Page extract START

The Mayor of an Occupied City

Frey drove to the state Senate building, across the Mississippi River in St. Paul, where Democratic members of Congress were hosting a shadow hearing about ICE activity in Minnesota. Frey was set to testify. Sitting outside, he learned that the hearing would begin only after several speeches, and the speeches wouldn’t begin for another thirty minutes. He became agitated at the thought of spending so long in St. Paul, ten miles from his city. “I don’t know, man,” he told an aide. “I don’t want to not be there. In Minneapolis.” The street outside was quiet. His team hadn’t yet heard of any ICE activity in the city that morning. “But yeah,” Frey said. “It’s happening. Right now. I’m certain.”
The latest version of Trump’s immigration enforcement began seven months ago, when he sent ICE into Los Angeles. Home Depots were raided, and people were disappeared off the streets. By the time agents arrived in Chicago, three months later, the country was accustomed to seeing images of protesters wearing gas masks. ICE actions began to take on more overt elements of stagecraft. Gregory Bovino, a commander-at-large of the Border Patrol, has toured cities on foot, followed by cameras and surrounded by masked agents. The operations were given names: Operation Midway Blitz, in Chicago; Operation Catahoula Crunch, in New Orleans; Operation Charlotte’s Web, in Charlotte. In Minneapolis, it’s Operation Metro Surge. D.H.S. routinely publishes the mug shots and names of those charged with a crime—“the worst of the worst.” The threat now hangs over other Democratic officials that Trump might, at any time, turn their cities into war zones. “It’s a blue state with a blue mayor, and a blue governor,” Frey told me. “It’s a performance. It’s a very dangerous performance.”

Page extract END
Information supplied START

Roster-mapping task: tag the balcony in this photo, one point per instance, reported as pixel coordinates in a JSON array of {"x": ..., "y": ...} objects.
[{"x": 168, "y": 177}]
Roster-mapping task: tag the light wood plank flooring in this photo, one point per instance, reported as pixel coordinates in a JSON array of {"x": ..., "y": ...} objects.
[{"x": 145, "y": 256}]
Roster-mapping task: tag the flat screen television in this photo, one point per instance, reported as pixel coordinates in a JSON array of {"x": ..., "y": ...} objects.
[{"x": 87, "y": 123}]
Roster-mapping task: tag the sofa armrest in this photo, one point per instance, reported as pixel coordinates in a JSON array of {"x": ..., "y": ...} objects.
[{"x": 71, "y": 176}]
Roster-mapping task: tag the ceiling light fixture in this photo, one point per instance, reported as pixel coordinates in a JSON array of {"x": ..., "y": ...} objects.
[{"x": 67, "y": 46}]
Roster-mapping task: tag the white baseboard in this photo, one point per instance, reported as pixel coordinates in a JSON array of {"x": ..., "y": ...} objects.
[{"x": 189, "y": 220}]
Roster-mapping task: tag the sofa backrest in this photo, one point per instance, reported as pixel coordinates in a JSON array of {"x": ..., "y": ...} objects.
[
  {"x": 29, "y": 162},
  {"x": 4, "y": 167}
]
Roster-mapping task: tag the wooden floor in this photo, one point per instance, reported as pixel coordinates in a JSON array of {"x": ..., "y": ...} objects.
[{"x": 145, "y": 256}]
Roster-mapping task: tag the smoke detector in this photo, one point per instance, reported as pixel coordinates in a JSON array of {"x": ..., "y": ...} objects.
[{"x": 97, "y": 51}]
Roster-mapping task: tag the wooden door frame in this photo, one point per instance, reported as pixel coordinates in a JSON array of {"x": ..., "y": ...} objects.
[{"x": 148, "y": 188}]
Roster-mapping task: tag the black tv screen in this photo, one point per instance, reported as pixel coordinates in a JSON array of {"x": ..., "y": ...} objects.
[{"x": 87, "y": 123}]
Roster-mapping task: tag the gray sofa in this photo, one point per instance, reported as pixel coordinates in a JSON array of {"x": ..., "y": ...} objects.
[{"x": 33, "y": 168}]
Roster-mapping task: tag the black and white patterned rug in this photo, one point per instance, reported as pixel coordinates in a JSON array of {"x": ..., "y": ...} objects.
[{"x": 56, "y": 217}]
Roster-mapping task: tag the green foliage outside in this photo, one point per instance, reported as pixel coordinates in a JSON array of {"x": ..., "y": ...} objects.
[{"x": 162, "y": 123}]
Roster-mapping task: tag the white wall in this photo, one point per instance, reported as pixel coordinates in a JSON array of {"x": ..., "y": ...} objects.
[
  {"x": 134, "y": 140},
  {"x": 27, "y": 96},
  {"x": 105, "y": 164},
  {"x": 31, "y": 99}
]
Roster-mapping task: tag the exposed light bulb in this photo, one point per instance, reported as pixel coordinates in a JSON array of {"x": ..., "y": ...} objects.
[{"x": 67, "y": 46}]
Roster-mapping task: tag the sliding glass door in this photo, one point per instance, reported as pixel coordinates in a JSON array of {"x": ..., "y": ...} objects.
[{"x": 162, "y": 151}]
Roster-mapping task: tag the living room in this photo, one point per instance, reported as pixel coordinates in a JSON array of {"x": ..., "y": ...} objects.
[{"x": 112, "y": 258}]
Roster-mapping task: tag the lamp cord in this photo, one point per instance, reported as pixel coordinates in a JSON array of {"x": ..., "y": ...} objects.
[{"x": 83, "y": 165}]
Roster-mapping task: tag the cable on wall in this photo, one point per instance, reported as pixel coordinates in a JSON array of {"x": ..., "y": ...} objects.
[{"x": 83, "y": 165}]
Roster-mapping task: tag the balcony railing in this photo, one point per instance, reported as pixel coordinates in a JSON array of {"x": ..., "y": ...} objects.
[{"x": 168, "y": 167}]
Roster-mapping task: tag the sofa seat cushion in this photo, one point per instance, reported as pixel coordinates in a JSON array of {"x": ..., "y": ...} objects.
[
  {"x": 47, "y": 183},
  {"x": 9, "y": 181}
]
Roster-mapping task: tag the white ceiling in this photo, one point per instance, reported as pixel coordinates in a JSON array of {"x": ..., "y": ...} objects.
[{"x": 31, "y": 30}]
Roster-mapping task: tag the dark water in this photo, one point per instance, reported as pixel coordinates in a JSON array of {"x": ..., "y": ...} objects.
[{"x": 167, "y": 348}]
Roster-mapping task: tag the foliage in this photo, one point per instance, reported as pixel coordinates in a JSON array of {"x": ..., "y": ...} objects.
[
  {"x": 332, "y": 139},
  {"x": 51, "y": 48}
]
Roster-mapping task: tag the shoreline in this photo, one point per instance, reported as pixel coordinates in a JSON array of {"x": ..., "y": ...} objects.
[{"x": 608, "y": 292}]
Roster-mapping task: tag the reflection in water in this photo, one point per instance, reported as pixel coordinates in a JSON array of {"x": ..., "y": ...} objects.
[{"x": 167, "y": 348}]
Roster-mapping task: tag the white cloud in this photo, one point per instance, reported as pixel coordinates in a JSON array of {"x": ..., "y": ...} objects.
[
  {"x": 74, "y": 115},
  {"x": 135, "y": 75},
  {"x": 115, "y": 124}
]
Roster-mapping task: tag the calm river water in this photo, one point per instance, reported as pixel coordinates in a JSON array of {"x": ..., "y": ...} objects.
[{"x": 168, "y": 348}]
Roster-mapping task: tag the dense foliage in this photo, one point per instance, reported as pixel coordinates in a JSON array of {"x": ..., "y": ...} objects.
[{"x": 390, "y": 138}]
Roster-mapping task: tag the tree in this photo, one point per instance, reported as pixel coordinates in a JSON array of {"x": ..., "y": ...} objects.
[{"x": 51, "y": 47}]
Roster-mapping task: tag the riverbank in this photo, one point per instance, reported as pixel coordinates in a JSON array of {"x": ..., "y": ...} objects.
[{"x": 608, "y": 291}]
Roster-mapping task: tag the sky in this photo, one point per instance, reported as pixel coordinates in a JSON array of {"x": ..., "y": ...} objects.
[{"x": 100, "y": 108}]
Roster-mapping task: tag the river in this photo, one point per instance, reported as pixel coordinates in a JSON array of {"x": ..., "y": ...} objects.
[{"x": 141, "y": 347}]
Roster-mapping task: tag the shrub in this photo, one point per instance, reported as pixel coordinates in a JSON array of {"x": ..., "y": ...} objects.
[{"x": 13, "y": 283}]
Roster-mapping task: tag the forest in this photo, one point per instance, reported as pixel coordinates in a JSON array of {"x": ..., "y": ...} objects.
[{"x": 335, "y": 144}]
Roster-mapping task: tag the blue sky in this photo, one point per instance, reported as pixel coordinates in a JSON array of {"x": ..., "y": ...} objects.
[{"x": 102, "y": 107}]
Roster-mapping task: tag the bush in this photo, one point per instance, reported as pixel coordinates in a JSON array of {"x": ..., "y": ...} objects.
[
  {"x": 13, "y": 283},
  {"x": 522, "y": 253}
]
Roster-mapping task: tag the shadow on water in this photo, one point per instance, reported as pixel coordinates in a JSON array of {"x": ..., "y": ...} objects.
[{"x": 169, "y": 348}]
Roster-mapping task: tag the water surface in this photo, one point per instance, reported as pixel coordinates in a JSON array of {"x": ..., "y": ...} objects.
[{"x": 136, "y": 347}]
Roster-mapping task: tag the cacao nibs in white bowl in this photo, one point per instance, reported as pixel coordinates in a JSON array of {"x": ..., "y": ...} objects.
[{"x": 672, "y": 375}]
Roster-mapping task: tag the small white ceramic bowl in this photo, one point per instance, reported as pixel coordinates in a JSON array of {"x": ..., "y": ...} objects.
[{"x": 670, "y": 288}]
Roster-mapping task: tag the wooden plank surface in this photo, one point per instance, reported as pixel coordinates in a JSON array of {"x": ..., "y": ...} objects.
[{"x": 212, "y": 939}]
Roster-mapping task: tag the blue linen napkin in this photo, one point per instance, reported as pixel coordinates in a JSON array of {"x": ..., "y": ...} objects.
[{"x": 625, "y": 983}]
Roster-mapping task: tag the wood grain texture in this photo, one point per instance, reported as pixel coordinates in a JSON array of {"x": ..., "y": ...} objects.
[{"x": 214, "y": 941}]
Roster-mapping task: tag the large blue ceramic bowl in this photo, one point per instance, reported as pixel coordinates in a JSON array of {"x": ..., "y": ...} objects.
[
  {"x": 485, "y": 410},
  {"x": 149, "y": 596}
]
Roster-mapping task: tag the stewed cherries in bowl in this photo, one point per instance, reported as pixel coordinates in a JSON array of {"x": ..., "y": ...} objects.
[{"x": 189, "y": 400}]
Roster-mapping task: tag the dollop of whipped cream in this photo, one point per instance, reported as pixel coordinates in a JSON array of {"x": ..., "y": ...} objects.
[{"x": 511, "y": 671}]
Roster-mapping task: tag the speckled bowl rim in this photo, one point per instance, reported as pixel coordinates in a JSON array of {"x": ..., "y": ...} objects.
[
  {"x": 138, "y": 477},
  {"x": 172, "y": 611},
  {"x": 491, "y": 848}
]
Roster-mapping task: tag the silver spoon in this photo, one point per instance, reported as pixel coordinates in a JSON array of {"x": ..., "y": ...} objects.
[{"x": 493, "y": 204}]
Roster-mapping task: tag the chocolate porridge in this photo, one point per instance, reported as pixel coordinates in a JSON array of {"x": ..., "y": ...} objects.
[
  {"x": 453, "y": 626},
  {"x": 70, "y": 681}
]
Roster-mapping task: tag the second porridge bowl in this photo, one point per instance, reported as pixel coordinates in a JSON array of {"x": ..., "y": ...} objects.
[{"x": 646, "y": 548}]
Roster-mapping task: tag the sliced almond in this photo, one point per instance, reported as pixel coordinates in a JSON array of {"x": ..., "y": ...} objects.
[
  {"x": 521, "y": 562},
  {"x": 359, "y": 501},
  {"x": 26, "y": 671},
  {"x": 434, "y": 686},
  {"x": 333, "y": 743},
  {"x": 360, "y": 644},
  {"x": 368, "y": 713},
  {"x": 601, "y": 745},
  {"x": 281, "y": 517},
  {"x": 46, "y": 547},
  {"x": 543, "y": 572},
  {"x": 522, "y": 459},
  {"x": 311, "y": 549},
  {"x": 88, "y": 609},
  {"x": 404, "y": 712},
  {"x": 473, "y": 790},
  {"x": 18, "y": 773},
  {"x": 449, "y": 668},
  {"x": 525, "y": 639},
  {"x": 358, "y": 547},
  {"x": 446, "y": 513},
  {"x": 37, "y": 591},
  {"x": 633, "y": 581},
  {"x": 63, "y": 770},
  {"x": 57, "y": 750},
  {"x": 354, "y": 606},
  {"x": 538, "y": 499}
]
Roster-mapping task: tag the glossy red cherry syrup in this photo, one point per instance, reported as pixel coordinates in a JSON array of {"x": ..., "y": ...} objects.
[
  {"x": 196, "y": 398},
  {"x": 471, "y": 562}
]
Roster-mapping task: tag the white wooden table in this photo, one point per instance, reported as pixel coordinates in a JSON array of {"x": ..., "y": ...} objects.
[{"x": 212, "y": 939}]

Information supplied END

About this task >> Continue the article on Minneapolis Mayor Frey and ICE enforcement from where it stops, in the same voice.

Answer for this exercise >>
Frey grew up in a suburb of Washington, D.C. His parents were professional ballet dancers who later ran a chiropractor’s office together. Frey went to law school and became an employment and civil-rights attorney. He also spent time as a professional runner, and when he visited Minneapolis, in 2006, for a marathon, he has recalled thinking, “Yeah, I could live here.” He became the mayor in 2018, at thirty-six. Two and a half years later, a police officer killed George Floyd, prompting nationwide protests. “Then you had a global pandemic, and people had cabin fever, and everybody had masks, and so there’s the whole anonymity associated with that, and you had a hundred years in the making reckoning around social justice,” Frey said. Buildings burned to the ground; businesses were looted.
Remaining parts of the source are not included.